Location identification entries
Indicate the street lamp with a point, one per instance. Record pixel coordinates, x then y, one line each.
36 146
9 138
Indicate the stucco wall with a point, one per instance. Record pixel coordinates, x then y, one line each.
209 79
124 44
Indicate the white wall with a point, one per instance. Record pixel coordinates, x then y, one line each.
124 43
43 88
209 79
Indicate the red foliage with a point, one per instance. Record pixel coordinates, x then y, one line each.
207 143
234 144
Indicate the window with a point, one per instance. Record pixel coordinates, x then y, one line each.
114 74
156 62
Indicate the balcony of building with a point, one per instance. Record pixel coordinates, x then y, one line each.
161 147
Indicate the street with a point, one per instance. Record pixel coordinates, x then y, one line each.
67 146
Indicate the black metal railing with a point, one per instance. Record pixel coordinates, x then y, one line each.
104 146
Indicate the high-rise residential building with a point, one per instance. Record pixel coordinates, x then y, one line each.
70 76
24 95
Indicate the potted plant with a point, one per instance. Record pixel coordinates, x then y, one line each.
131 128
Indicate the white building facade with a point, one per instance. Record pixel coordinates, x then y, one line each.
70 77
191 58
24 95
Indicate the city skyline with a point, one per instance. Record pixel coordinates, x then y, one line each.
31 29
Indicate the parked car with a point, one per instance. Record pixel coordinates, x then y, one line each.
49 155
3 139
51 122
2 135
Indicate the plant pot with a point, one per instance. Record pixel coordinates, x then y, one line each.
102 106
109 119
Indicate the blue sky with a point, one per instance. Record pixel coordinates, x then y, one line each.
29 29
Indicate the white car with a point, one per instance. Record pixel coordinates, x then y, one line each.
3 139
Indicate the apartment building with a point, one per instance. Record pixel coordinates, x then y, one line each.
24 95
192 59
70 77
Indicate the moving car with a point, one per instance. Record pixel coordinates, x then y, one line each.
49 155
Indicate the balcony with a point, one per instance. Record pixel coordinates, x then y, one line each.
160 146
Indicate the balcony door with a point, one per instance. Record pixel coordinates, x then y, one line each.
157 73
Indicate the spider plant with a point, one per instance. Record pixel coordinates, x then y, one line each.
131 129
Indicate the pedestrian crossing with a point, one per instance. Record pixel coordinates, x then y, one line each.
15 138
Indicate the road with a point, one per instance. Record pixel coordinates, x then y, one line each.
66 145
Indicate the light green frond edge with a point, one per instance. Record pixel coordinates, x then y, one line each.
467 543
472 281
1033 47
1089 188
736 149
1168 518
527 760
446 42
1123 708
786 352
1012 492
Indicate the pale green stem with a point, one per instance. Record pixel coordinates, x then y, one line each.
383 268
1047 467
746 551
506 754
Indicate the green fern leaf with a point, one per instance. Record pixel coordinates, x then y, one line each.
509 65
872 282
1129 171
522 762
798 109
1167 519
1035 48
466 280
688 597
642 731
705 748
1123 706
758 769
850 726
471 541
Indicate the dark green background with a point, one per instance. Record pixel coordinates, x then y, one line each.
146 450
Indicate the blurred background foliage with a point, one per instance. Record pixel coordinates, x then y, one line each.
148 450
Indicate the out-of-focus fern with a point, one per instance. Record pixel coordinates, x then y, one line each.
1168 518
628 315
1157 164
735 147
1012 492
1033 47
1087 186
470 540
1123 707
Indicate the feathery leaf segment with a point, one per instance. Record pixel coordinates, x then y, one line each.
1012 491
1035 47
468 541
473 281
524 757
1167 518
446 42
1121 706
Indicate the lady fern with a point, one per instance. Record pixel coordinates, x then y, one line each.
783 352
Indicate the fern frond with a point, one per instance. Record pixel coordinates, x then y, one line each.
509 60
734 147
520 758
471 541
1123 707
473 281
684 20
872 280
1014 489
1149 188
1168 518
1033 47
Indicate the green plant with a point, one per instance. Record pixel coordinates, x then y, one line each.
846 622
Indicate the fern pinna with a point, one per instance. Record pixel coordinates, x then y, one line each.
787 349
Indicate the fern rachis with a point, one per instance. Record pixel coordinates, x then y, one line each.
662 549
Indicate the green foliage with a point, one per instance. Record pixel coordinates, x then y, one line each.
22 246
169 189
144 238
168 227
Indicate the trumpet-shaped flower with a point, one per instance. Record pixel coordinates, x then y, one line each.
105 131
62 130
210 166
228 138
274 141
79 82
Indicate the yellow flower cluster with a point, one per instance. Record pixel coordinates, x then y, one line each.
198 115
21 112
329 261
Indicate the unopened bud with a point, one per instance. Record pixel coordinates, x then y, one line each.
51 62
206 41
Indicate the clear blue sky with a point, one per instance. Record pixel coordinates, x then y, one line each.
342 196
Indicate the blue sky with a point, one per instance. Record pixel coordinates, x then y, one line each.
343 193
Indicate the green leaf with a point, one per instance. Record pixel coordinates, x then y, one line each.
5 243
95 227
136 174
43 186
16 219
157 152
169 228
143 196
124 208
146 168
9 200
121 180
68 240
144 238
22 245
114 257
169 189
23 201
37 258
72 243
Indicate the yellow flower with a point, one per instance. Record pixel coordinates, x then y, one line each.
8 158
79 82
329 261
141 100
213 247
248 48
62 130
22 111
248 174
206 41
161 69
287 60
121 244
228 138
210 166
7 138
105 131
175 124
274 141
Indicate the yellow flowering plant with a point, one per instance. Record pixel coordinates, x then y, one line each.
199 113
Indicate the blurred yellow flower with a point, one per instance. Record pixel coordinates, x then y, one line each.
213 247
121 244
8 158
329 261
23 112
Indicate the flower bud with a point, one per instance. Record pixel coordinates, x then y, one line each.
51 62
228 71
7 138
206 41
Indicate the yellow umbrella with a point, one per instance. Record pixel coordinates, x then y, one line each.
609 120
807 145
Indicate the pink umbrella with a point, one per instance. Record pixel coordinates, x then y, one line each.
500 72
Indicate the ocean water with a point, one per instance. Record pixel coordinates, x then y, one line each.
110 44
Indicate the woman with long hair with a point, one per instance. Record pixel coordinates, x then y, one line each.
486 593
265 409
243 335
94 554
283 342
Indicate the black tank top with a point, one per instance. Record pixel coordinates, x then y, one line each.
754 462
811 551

> **What you should do**
Scale the entries from the line with "Indicate the ocean" up to and including the last line of the entries. Write those lines out again with the requests included, and multiply every coordinate in the answers by 0.55, rounding to whole numbers with halves rounded up.

> **Finished task**
Indicate the ocean water with a point, one per instance. Record pixel coordinates, x then y, one line each.
61 24
Indicate the woman with long hair with a point, one per instance. Record pixel coordinates, x then y, one line each.
267 326
146 225
134 184
52 305
156 188
Indicate the black tank top with a point, one per instance. Record pixel coordinates, x then y, one line each.
415 254
446 303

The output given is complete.